## [Jobs]
(a) Name every guest the passage about the On the Air taping says will appear on the 120th episode.
(b) Reproduce the passage about the On the Air taping word for word, between "Portrait of Robert" and "organic. It works.", inclusive.

Lauren Phinney is running late. The comely blonde KUSI-TV morning news anchor is a scheduled guest on the 120th episode of On the Air with Sully & Little Tommy. TV talk-show co-host and media entrepreneur Robert “Sully” Sullivan is ready to start. Phinney’s on the cell phone with co-host “Little” Tommy Sablan. Inadvertently, all of us on set can hear Phinney’s voice. She’s a regular On The Air guest…but she’s lost. Cut her a break; this is the first show being taped at a new location. Loft100 Studios in Carlsbad is roughly five miles from the former set.

Portrait of Robert “Sully” Sullivan in his studio
Robert “Sully” Sullivan

The crew isn’t panicking. Members of the funky, bluesy Sully Band seem to be taking a possible delay in stride. Calmly, Sablan announces that Phinney will appear last on the panel show. The other guests will include evening news anchor Logan Byrnes (fun fact: his father played Vince Fontaine in the original Grease movie); Sam “The Cooking Guy” Zien (he once shushed Hoda Kotb and Kathie Lee Gifford during an appearance on the Today show); and Suzanne Husby, president and CEO of Make-A-Wish San Diego (her nonprofit makes the world a better place). 

One by one, On the Air guests enter the show’s phantasmagoric Studio A and navigate past roughly 60 applauding audience members to sit on stools at the set’s centerstage “bar” table. Conversation is free-flowing and loose. Sully likes to keep the banter organic. It works.

Looking around the set — twice as big as the former one — you see uncountable pieces of nostalgic musical memorabilia. Posters advertising The Beatles, Ella Fitzgerald, and Count Basie cover walls and shelves. Many of the knickknacks (antique mics, a statue of Elvis Presley) were moved over from the old studio. Smart move. Just days before this taping, the show’s Jeff Van Gonka won a regional Emmy for Best Set Design.

Entries pointing to labeled objects
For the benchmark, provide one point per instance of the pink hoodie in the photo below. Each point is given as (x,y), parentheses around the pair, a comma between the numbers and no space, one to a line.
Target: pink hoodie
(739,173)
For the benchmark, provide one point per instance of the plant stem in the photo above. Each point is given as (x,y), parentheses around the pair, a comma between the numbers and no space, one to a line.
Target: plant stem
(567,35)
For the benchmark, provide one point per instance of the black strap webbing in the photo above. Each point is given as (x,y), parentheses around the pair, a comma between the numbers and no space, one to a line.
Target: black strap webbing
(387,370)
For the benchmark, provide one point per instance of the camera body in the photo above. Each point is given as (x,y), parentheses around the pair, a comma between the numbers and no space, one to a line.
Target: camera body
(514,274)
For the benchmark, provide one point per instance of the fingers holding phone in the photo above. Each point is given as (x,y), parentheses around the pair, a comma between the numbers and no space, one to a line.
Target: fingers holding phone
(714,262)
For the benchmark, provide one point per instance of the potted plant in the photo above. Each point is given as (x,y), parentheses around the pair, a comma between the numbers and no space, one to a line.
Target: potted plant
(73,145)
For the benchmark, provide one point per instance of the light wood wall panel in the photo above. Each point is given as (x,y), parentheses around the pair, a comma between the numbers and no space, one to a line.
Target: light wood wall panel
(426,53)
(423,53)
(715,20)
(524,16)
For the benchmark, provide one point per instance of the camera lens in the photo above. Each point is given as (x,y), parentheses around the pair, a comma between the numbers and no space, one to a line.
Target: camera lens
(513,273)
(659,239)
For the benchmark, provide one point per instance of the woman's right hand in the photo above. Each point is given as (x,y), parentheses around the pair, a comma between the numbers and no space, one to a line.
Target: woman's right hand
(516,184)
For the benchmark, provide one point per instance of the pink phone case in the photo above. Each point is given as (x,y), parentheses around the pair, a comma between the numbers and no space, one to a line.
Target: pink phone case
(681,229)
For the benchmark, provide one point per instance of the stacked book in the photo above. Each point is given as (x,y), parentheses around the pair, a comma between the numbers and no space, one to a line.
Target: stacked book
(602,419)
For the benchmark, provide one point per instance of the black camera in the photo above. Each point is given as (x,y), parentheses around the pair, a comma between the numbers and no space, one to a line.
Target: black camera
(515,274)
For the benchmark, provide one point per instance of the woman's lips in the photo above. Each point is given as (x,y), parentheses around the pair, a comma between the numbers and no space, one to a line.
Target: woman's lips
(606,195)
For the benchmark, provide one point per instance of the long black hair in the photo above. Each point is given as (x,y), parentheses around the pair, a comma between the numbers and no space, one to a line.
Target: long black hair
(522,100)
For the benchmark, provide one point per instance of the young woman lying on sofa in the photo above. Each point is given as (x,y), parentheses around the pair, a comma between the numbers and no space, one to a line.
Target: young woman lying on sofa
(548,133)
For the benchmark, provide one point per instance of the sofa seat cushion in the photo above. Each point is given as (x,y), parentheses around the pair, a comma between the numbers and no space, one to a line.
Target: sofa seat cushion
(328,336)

## [Solved problems]
(a)
- Lauren Phinney
- Logan Byrnes
- Sam "The Cooking Guy" Zien
- Suzanne Husby

(b)
Portrait of Robert “Sully” Sullivan in his studio
Robert “Sully” Sullivan

The crew isn’t panicking. Members of the funky, bluesy Sully Band seem to be taking a possible delay in stride. Calmly, Sablan announces that Phinney will appear last on the panel show. The other guests will include evening news anchor Logan Byrnes (fun fact: his father played Vince Fontaine in the original Grease movie); Sam “The Cooking Guy” Zien (he once shushed Hoda Kotb and Kathie Lee Gifford during an appearance on the Today show); and Suzanne Husby, president and CEO of Make-A-Wish San Diego (her nonprofit makes the world a better place). 

One by one, On the Air guests enter the show’s phantasmagoric Studio A and navigate past roughly 60 applauding audience members to sit on stools at the set’s centerstage “bar” table. Conversation is free-flowing and loose. Sully likes to keep the banter organic. It works.